IN THE LABOUR COURT OF SOUTH AFRICA, PORT ELIZABETH
Not Reportable
Case no: PR186/2016
In the matter between:
NEHAWU
obo DANIEL MLAMLI
BODLANI

Applicant
and
MEMBER OF THE EXECUTIVE COUNCIL
FOR DEPARTMENT OF EDUCATION,
EASTERN
CAPE PROVINCE
First Respondent
SUPERINTENDENT-GENERAL
FOR
DEPARTMENT
OF
EDUCATION, EASTERN CAPE
PROVINCE

Second Respondent
EDUCATION
LABOUR RELATIONS COUNCIL

Third Respondent
COMMISSIONER C. VAN DER BERG
NO
Fourth Respondent
Heard:
29 November 2018
Delivered: 04 December 2018
JUDGMENT
MAHOSI. J
Introduction
[1]
This is an application in terms of section 145
of
the Labour Relations Act (LRA)
[1]
in terms of which the applicant (NEHAWU) seeks an
order to review and set aside an arbitration award issued by the
fourth respondent
(arbitrator) under case reference number NWD
091402. In his award,
the arbitrator found
the dismissal of Mr Bodlani
(the employee)
to be procedurally and substantively fair.
[2] The key question is whether the arbitrator failed to apply his
mind to the relevant evidence and consequently made an award,
which
no reasonable arbitrator could make.
Background
[3] Prior to outlining the NEHAWU’s case in detail and
considering the issues that      gave rise to
the
claim, it is necessary to outline the facts that form the relevant
background to the dispute between the parties. These facts
are not in
dispute and were summarised by the arbitrator in his award as
follows:

[5]
In 2002 there was a restructuring process where the Department of
Sport was separated from the Department of Education, which
resulted
in some offices and districts being integrated into single
district/s. All affected employees were given an option to
either
remain with Department of Education or migrate to Department of Sport
and as such the Applicant elected to remain with the
respondent.

---

* Task instructions
(A) In the Labour Court judgment, what did the arbitrator find about the dismissal of Mr Bodlani?
(B) Pick up the Labour Court judgment after its last sentence and keep writing it.
The lines that come next have no connection to the Labour Court judgment.

* Provided data
---

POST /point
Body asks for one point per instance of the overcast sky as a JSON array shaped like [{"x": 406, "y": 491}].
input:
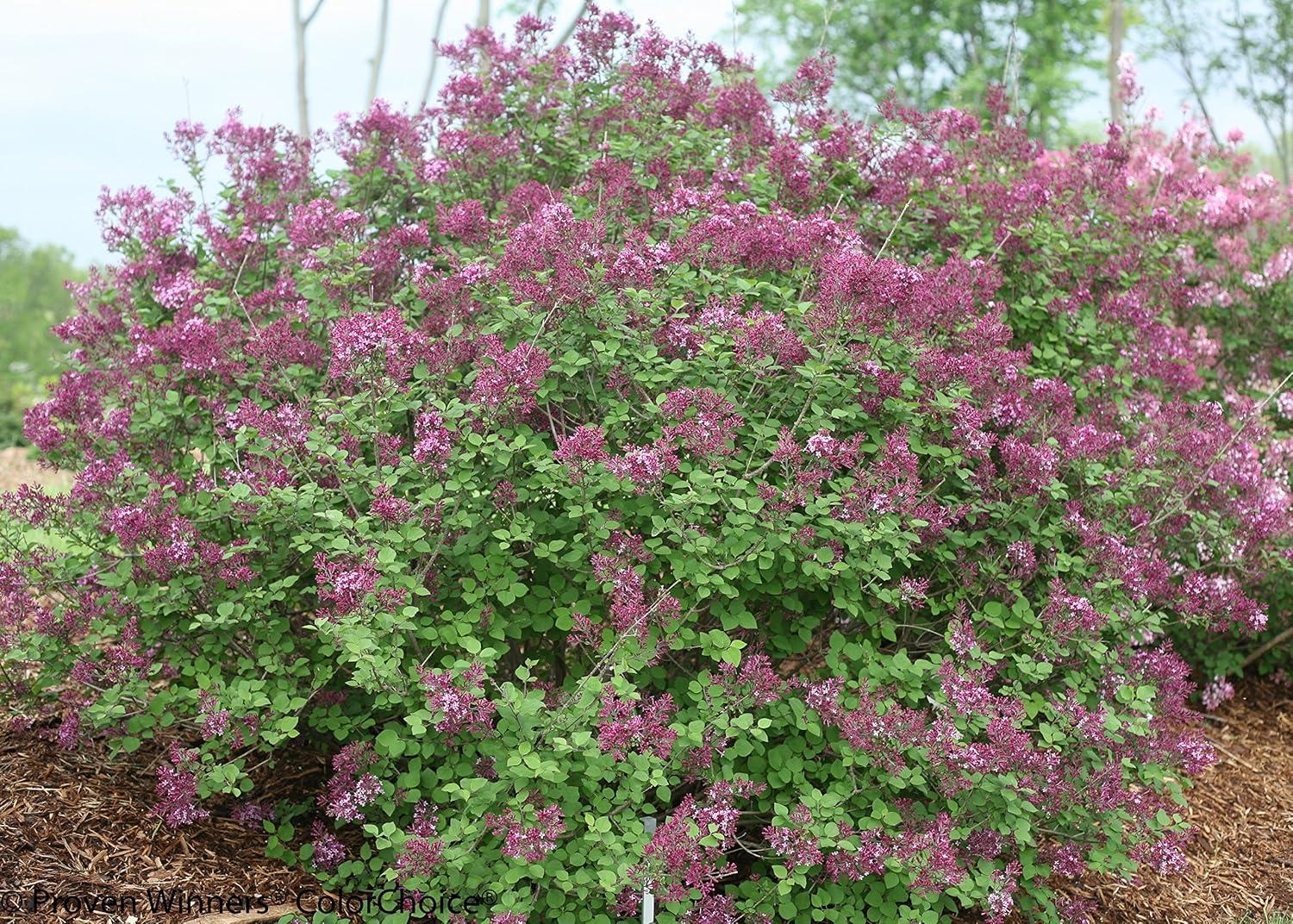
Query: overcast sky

---

* Responses to the tasks
(A) He found the dismissal to be procedurally and substantively fair.

(B)
[6]
This undertaking necessitated the Department of Education to
establish task teams, which were responsible for the placement
of all
affected employees. The availability of vacant posts in some
districts did not meet the demand of choices made by the affected

employees, which amounted to affected employees being placed in
districts, which were not necessarily their preference. Subsequent
to
that, the respondent argued that the applicant was placed in Ngcobo
district, which is 80 kilometers from Mthatha district.
The
applicant’s case is that the respondent never informed the
applicant of his placement.
[7]
On the 10
th
of September 2009, the respondent notified the
employee of a disciplinary hearing. The charges against the applicant
related to
absenteeism and/or unauthorized absence from work.
[8]
After various postponements the disciplinary hearing was concluded
and the applicant was dismissed on 07 June 2010. The applicant
lodged
an appeal, which was upheld and finalized on 05 December 2013.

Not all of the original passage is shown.